PASSAGE TO READ
########################################
Deep perturbation & cell communication modeling

Mohammad Lotfollahi¹
Technical University of Munich

David Fischer²
Institute of Computational Biology, Helmholtz Zentrum München

Deep interpretable perturbation modeling in single cell genomics¹; Learning cell communication from spatial graphs of cells²

¹ Recent advances in multiplexing single-cell transcriptomics across experiments are enabling the high-throughput study of drug and genetic perturbations. However, an exhaustive exploration of the combinatorial perturbation space is experimentally unfeasible, so computational methods are needed to predict, interpret and prioritize perturbations. Here, we present the Compositional Perturbation Autoencoder (CPA), which combines the interpretability of linear models with the flexibility of deep-learning approaches for single-cell response modeling. CPA encodes and learns transcriptional drug response across different cell types, doses, and drug combinations. The model produces easy-to-interpret embeddings for drugs and cell types, allowing drug similarity analysis and predictions for unseen dosages and drug combinations. We show CPA accurately models single-cell perturbations across compounds, dosages, species, and time. We further demonstrate that CPA predicts combinatorial genetic interactions of several types, implying it captures features that distinguish different interaction programs. Finally, we demonstrate CPA allows in-silico generation of 5,329 missing combinations (97.6% of all possibilities) with diverse genetic interactions. We envision our model will facilitate efficient experimental design by enabling in-silico response prediction at the single-cell level.

² I will discuss statistical dependencies between molecular cells states in space based. In particular, I will discuss node-centric expression modeling (NCEM), a computational method based on graph neural networks as a means of reconciling variance attribution and cell-cell communication modeling. We use these models in varying complexity across spatial assays, such as immunohistochemistry and MERFISH, and biological systems, to demonstrate that the statistical cell–cell dependencies discovered by NCEMs are plausible signatures of known molecular processes underlying cell communication. Altogether, this graphical model of cellular niches is a step towards understanding emergent tissue phenotypes. Statistically, this can be interpreted as NCEMs providing a means for replacing the i.i.d. assumption on cellular vectors, that is commonly used in models of scRNA-seq data, with structured dependencies between cells.

Fabian Theis and Maren Buettner
Institute of Computational Biology, Helmholtz Zentrum München

Primer: Latent space learning in single cell genomics: Current approaches and challenges

Modeling cellular state as well as dynamics e.g. during differentiation or in response to perturbations is a central goal of computational biology. Single-cell technologies now give us easy and large-scale access to state observations on the transcriptomic, epigenomic and more recently also spatial level. In particular, they allow resolving potential heterogeneities due to asynchronicity of differentiating or responding cells, and profiles across multiple conditions such as time points, space and replicates are being generated, with a series of implications across biology and medicine.

Most computational methods for single cell genomics are operating on an intermediate often nonlinear representation of the high-dimensional data such as a cell-cell knn graph or some more general latent space. Interpretation of these led already in early days towards models of cellular differentiation for example by pseudotemporal ordering or mapping time information. Hence latent space modeling and manifold learning have become a popular tool to learn overall variation in single cell gene expression, more recently also across data sets and modalities.

After a short review of these approaches, I will discuss how latent space learning can be achieved using variants of autoencoders, with applications from denoising, imputation to learning perturbations. I will finish with short outlook towards spatial modeling and interpretability of latent projections under perturbations eg to identify optimal drug combinations targeting a certain cell state.
########################################
Referring expression pointing data
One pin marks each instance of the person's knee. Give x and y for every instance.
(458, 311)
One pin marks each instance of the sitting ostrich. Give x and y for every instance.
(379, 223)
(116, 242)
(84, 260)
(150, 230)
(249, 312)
########################################
EXERCISE REQUIREMENTS
A - Can you extract the stretch of the seminar abstracts from "Fabian Theis and" up to and including "biology and medicine."?
B - Do these statements agree with the seminar abstracts? (i) CPA allows the in-silico generation of 5,329 missing combinations. (ii) NCEM is a computational method based on convolutional neural networks. (iii) Fabian Theis and Maren Buettner are listed with the Technical University of Munich. Answer yes or no for each, quoting the words of the seminar abstracts that decide it.
The entries have no connection to the seminar abstracts.

ACTIVITY ANSWERS
A -
Fabian Theis and Maren Buettner
Institute of Computational Biology, Helmholtz Zentrum München

Primer: Latent space learning in single cell genomics: Current approaches and challenges

Modeling cellular state as well as dynamics e.g. during differentiation or in response to perturbations is a central goal of computational biology. Single-cell technologies now give us easy and large-scale access to state observations on the transcriptomic, epigenomic and more recently also spatial level. In particular, they allow resolving potential heterogeneities due to asynchronicity of differentiating or responding cells, and profiles across multiple conditions such as time points, space and replicates are being generated, with a series of implications across biology and medicine.

B -
(i) Yes: "CPA allows in-silico generation of 5,329 missing combinations (97.6% of all possibilities)"
(ii) No: "a computational method based on graph neural networks"
(iii) No: "Fabian Theis and Maren Buettner
Institute of Computational Biology, Helmholtz Zentrum München"